→ 依頼内容
(a) このページについて、次の問いに答えてください。
(i) 尚書僕射の定員は何名ですか。
(ii) 献帝は尚書僕射を分けて何を置きましたか。
(iii) 『漢舊儀』では、二千石曹尚書はだれの職務に関する文書を取り仕切るとされていますか。
(b) このページから、「三公曹尚書(定員2名)」で始まり「二千石曹尚書(定員1名)」で終わる部分を、一字も変えずに引用してください。

→ ページ本文
== == ==

官吏の選任ならびに尚書曹の起草した文書や詔、様々な事柄に関する命令を官吏と民衆に伝達します。
前漢の武帝は尚書令を中書謁者令と改め、この官職に宦官を任用しましたが、その後成帝はこれを尚書令に戻し、士人を任用するようになりました。
尚書僕射
【1名・六百石・三品】
[後漢=○・魏=○・蜀=○・呉=○]
尚書令の次官。
詔などを伝達する際に検署して宛名を書き、尚書令が不在の場合には、尚書令に代わって様々な事柄に関する命令を官吏と民衆に伝達します。
献帝は尚書僕射を分けて尚書左僕射と尚書右僕射を設置しました。
尚書
【6名・六百石・三品】
[後漢=○・魏=○・蜀=○・呉=○]
文書を起草します。
『続漢書』百官志には「6名の尚書はそれぞれ6つの曹(部門)に所属した」とありますが、この6つの曹の内訳には諸説あります。
各史料に見える尚書の諸曹に関する情報は以下の通りです。
三公曹尚書(定員2名)
- 裁判に関する文書を取り仕切る。【『漢舊儀』】
- 郡国による「1年の属官の考課」に関する文書を取り仕切る。
【蔡質『漢儀』(『漢官典職儀式選用』)】 - 三公の職務に関する文書を取り仕切る。【蔡質『漢儀』】
- 三公曹尚書の定員は2名。【蔡質『漢儀』】
常侍曹尚書(定員1名)
- 公卿(三公と九卿)の職務に関する文書を取り仕切る。【『続漢書』百官志】
- 中常侍・黄門・御史の職務に関する文書を取り仕切る。【蔡質『漢儀』】
- 世祖(光武帝)は常侍曹を吏曹と改名した。【蔡質『漢儀』】
吏曹尚書(定員1名)
- 選挙と斎祀に関する文書を取り仕切る。【蔡質『漢儀』】
- 三公曹に所属した。【蔡質『漢儀』】
- 霊帝の末期、梁鵠が選部尚書に任官した。【蔡質『漢儀』】
二千石曹尚書(定員1名)
- 太守・国相の職務に関する文書を取り仕切る。【『続漢書』百官志】
- 刺史の職務に関する文書を取り仕切る。【『漢舊儀』】
- 中都官(中央の諸役所)の職務に関する文書を取り仕切る。【蔡質『漢儀』】
- 二千石曹を分けた。【『続漢書』百官志】
- 二千石曹から中都官曹を分離・独立させた。【『晋書』職官】
民曹尚書(定員1名)

== == ==

→ 手元の資料
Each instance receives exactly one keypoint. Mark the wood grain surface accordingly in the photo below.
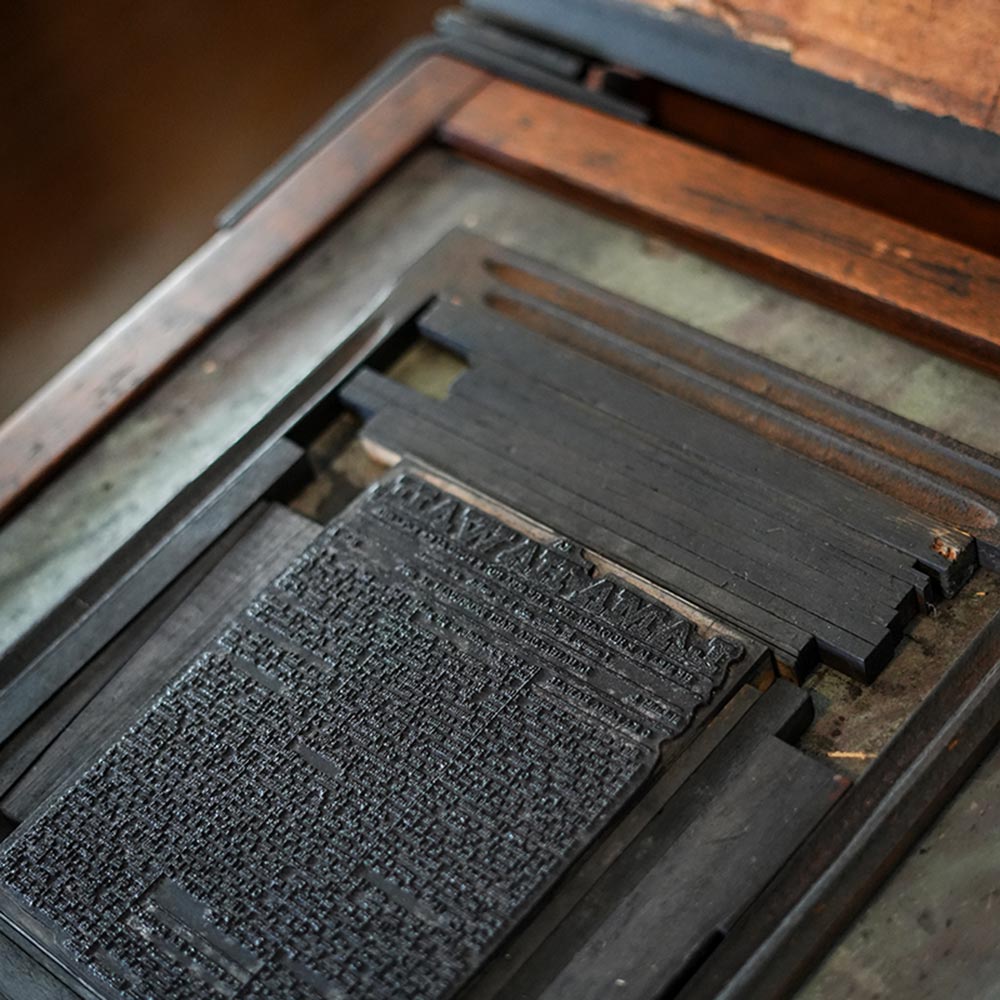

== == ==

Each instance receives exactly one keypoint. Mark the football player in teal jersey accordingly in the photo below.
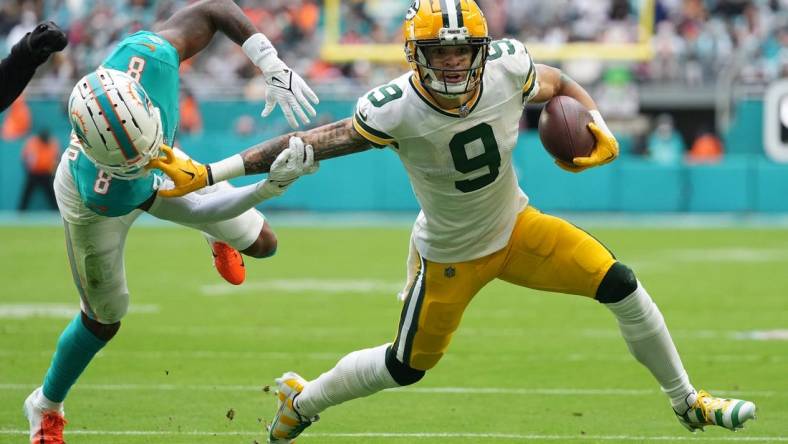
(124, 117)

== == ==

→ 各依頼の答え
(a)
(i) 1名
(ii) 尚書左僕射と尚書右僕射
(iii) 刺史

(b)
三公曹尚書(定員2名)
- 裁判に関する文書を取り仕切る。【『漢舊儀』】
- 郡国による「1年の属官の考課」に関する文書を取り仕切る。
【蔡質『漢儀』(『漢官典職儀式選用』)】 - 三公の職務に関する文書を取り仕切る。【蔡質『漢儀』】
- 三公曹尚書の定員は2名。【蔡質『漢儀』】
常侍曹尚書(定員1名)
- 公卿(三公と九卿)の職務に関する文書を取り仕切る。【『続漢書』百官志】
- 中常侍・黄門・御史の職務に関する文書を取り仕切る。【蔡質『漢儀』】
- 世祖(光武帝)は常侍曹を吏曹と改名した。【蔡質『漢儀』】
吏曹尚書(定員1名)
- 選挙と斎祀に関する文書を取り仕切る。【蔡質『漢儀』】
- 三公曹に所属した。【蔡質『漢儀』】
- 霊帝の末期、梁鵠が選部尚書に任官した。【蔡質『漢儀』】
二千石曹尚書(定員1名)